■ **The task**
Pull out every line of the rows below that contains the word "mountain", and copy each such line in full. Case counts when matching.

::: Supplied material

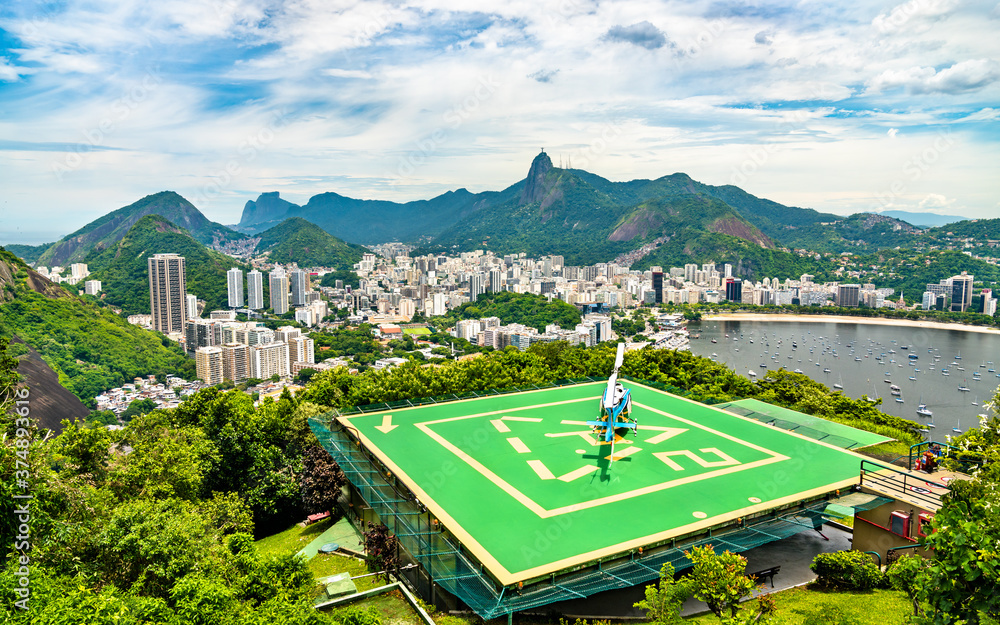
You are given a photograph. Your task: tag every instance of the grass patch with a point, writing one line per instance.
(324, 565)
(807, 606)
(292, 540)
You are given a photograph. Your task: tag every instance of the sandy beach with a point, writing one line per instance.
(934, 325)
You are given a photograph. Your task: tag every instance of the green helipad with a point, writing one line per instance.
(520, 480)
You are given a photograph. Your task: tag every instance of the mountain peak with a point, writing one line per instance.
(534, 189)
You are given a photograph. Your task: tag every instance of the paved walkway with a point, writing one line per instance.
(342, 532)
(793, 555)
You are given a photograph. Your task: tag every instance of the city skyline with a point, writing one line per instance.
(878, 106)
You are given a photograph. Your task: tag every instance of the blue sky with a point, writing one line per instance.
(842, 107)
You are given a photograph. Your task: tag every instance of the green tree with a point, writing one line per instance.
(962, 579)
(138, 407)
(322, 480)
(663, 600)
(719, 580)
(382, 548)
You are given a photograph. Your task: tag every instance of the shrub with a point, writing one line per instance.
(848, 570)
(361, 616)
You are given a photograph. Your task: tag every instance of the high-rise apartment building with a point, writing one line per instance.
(961, 292)
(269, 360)
(191, 306)
(278, 283)
(658, 286)
(302, 349)
(235, 362)
(734, 290)
(477, 286)
(255, 290)
(167, 290)
(234, 286)
(202, 333)
(208, 364)
(299, 284)
(848, 295)
(496, 278)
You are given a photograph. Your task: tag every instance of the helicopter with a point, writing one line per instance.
(615, 420)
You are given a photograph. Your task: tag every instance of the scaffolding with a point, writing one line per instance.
(445, 564)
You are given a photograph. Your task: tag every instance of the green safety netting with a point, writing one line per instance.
(449, 566)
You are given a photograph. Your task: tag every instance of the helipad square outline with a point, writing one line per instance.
(508, 568)
(544, 513)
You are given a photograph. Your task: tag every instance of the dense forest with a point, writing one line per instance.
(911, 272)
(124, 274)
(749, 261)
(163, 533)
(298, 241)
(525, 308)
(90, 348)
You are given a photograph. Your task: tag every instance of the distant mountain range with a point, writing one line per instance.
(104, 232)
(926, 220)
(587, 218)
(88, 347)
(299, 241)
(569, 212)
(123, 271)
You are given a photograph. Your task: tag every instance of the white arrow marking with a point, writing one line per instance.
(387, 425)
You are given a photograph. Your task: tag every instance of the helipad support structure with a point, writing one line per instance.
(509, 501)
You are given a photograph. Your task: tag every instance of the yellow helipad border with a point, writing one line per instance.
(506, 577)
(544, 513)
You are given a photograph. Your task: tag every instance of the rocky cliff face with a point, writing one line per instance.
(534, 184)
(267, 207)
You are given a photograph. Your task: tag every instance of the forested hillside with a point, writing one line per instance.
(124, 272)
(89, 347)
(524, 308)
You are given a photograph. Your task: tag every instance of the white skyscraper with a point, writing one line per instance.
(255, 290)
(234, 284)
(278, 283)
(477, 286)
(299, 279)
(167, 288)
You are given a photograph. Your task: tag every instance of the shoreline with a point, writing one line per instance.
(906, 323)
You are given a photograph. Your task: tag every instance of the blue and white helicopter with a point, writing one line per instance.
(616, 409)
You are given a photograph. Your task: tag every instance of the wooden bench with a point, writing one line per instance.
(765, 574)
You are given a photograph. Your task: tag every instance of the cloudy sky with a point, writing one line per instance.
(842, 107)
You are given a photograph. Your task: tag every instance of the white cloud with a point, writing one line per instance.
(959, 78)
(368, 85)
(346, 73)
(984, 115)
(934, 201)
(915, 13)
(8, 72)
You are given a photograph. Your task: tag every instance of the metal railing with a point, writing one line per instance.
(898, 483)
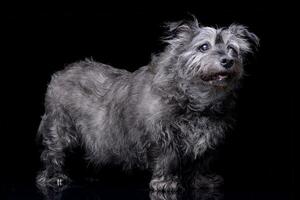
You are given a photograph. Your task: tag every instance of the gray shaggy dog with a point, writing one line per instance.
(164, 117)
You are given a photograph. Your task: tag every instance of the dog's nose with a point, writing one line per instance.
(226, 62)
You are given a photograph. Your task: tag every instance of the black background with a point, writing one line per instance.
(256, 158)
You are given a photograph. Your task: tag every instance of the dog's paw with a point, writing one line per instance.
(207, 181)
(58, 181)
(165, 184)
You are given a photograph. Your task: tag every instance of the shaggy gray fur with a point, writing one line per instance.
(162, 117)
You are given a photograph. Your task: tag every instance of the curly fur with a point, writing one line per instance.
(162, 117)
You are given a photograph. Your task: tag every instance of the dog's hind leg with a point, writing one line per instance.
(56, 135)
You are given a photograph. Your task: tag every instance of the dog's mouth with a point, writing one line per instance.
(217, 77)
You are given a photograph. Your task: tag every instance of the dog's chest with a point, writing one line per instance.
(195, 135)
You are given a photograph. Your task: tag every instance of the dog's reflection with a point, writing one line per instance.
(188, 195)
(97, 193)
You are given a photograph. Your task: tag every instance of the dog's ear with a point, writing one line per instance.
(247, 41)
(179, 32)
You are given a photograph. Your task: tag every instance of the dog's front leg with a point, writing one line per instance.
(165, 172)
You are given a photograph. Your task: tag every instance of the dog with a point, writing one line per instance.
(164, 117)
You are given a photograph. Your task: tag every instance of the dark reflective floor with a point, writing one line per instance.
(100, 192)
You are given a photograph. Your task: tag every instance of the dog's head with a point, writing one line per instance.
(206, 56)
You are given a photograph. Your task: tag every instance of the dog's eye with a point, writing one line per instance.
(232, 49)
(204, 47)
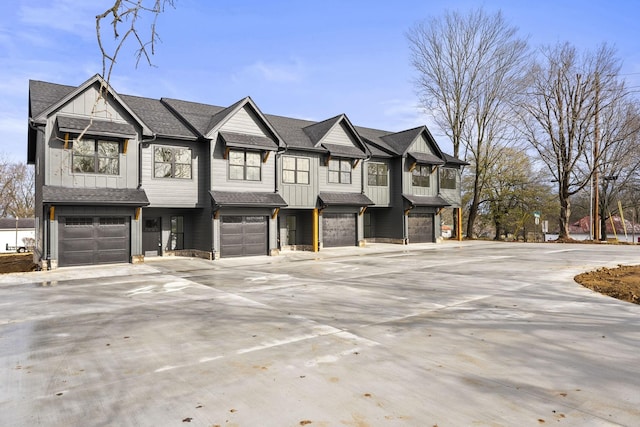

::::::

■ **Solution to the exercise**
You are given a photograph. Your task: tag every instance of the mountain peak with a point, writing one line per instance.
You are given a photograph. Your task: tag every instance of the distant mountain range with a point, writing one line per instance.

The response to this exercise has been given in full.